[Entries on locating named things]
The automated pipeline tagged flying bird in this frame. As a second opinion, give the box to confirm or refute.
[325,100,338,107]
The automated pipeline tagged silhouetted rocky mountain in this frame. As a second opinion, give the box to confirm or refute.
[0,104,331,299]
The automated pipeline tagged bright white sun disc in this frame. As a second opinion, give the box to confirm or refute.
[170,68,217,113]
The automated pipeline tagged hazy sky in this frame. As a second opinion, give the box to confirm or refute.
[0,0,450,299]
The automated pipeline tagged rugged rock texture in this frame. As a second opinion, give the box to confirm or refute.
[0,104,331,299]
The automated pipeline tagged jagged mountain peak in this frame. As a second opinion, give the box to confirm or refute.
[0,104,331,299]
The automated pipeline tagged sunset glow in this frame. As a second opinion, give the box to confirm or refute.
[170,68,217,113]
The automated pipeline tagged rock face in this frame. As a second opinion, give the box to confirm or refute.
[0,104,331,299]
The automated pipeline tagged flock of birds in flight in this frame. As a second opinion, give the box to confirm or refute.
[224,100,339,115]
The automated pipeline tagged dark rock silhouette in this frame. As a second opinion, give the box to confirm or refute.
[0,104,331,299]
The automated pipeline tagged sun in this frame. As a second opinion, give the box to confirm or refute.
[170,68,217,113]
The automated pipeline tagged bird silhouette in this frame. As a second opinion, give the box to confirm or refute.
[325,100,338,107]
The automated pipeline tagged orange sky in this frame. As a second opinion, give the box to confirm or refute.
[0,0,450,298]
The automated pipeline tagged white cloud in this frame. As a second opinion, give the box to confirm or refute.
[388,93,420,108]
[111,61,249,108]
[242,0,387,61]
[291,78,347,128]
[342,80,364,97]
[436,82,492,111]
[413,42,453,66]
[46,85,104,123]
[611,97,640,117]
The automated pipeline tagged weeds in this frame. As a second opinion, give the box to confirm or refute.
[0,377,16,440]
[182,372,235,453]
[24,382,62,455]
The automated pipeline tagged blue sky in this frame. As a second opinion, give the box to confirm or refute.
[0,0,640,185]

GIVEN TASK: Write out all of the rows above again, swapping "second opinion" for "independent check" wherever it occurs and keeping everything else the same.

ANSWER TO THIS PROBLEM:
The automated pipeline tagged flying bird in this frame. As a independent check, give the box to confirm or refute.
[325,100,338,107]
The automated pipeline tagged silhouetted rocky mountain in this frame. As a independent check, give the box to confirm or refute.
[0,104,331,299]
The automated pipeline tagged bright white sun disc in this frame. As a independent check, give the box to confirm or refute.
[170,68,217,113]
The automated pipeline tagged hazy sky in this frame. As a independent check, give the box to confirm or refute.
[0,0,450,299]
The automated pipeline tagged rugged rock texture in this frame. As a independent check, give the box to confirm or refute.
[0,104,331,299]
The automated pipeline tagged jagged mountain peak in this frame. As a independent check, give the box to confirm or refute.
[0,104,331,299]
The automated pipeline tagged sunset glow in this frame. As a independent check, give the box to confirm or refute.
[170,68,217,113]
The automated pipeline tagged rock face in this frame. As a independent check, give the box to confirm or refute.
[0,104,331,299]
The automated pipeline tagged flock of birds in flight in this frame. As a independent check, give the box to confirm or refute.
[224,100,339,115]
The automated pipeline tagged dark rock silhouette in this frame. As a independent check, give the box to confirm or refute.
[0,104,331,299]
The automated pipeline tagged sun in this frame. As a independent check, give the box to confirm or refute.
[170,68,217,113]
The automated pipeline tagged bird silhouette in this frame. As a independent check, give the box to confirm or refute.
[325,100,338,107]
The automated pipeline tagged orange sky in this frame. As a independent check, give the box to confirm or refute.
[0,0,450,298]
The automated pipeline tagged white cloud in this frame. As a independent check, give the box to confirm or refute.
[388,93,420,108]
[111,61,249,108]
[242,0,387,61]
[291,78,347,128]
[342,80,364,97]
[436,82,492,111]
[413,42,453,66]
[46,85,104,123]
[611,97,640,117]
The automated pipeline tagged weeds in this frame. As a independent check, give the box to confirm or refute.
[0,377,16,440]
[182,372,235,453]
[24,382,62,455]
The automated pipeline tagged blue sky in this frame. As a independent check, give the box to confirm or refute.
[0,0,640,185]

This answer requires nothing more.